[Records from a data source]
========================================================================

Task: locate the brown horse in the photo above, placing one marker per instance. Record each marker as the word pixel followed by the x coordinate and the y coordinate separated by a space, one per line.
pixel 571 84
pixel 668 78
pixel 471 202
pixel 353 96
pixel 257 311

========================================================================

Would you write out all the records exactly as they read?

Task: locate the brown horse in the photo above, placing one marker per instance. Record each marker as the word pixel followed by the x coordinate and the y coordinate separated by a space, one per line.
pixel 571 84
pixel 668 78
pixel 471 202
pixel 353 96
pixel 257 311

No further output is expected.